What you are asked to do.
Retyping all the entries exactly is the whole task.

(Beginning of Material provided)

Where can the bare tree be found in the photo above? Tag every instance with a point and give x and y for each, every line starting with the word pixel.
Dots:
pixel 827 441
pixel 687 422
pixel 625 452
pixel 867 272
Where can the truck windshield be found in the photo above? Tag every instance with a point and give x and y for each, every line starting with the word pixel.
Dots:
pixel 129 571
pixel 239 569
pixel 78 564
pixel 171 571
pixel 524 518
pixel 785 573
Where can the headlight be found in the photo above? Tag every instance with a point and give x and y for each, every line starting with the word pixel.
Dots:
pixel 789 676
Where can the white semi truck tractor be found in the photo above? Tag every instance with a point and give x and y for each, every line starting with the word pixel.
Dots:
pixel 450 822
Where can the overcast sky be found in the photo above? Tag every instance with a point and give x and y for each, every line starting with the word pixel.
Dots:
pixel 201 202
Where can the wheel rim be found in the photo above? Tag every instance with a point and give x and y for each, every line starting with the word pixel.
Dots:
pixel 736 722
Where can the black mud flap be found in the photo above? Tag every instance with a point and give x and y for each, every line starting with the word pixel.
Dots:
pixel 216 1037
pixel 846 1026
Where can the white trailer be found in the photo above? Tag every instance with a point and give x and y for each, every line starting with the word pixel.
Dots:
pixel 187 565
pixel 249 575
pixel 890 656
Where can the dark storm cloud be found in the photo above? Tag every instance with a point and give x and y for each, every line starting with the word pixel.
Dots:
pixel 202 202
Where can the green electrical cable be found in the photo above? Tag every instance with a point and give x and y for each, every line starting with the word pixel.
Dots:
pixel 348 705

(End of Material provided)

Written answer.
Where can the bare tree be found in the photo above? Tag every instance with a point and give x and y for each, every line starting with the word pixel.
Dots:
pixel 827 441
pixel 687 422
pixel 625 452
pixel 867 272
Where can the truck windshield be found in the photo above? Tag every instance with a point and give x and y for each, every line starting with the word pixel.
Dots:
pixel 129 571
pixel 239 569
pixel 78 564
pixel 171 571
pixel 524 518
pixel 785 573
Where can the headlight be found in the photo above? Tag every instance with a point and give x and y for each, every line starting with the word pixel.
Dots:
pixel 789 676
Where can the white semi truck tractor be found in the photo above? Tag every instance with a point and give x and y for each, every line starting with the word pixel.
Dots:
pixel 450 822
Where can the overcast sky be found in the photo above? Tag every instance with a point and give x and y for each, every line starting with the word pixel.
Dots:
pixel 201 202
Where can the wheel rim be found in the photo above? Tag every instance with a point and give x and y for each, every line starting with the word pixel.
Dots:
pixel 736 722
Where can the black mud flap be found in the photo above? Tag every instance with a point and give x and y for each, every line starting with the word pixel.
Dots:
pixel 216 1037
pixel 846 1026
Where can the white trailer be found in the photo above? Tag every instance with a point and give x and y for each, every line starting with the word pixel.
Dots:
pixel 187 565
pixel 249 575
pixel 890 656
Where can the dark storm cloud be found in the photo above? Tag every instance with a point and give x and y for each, every line starting with the word pixel.
Dots:
pixel 202 202
Where can the green electrical cable be found in the photo above? Tag every instance with a point and give x and y for each, every line starting with the word pixel.
Dots:
pixel 348 705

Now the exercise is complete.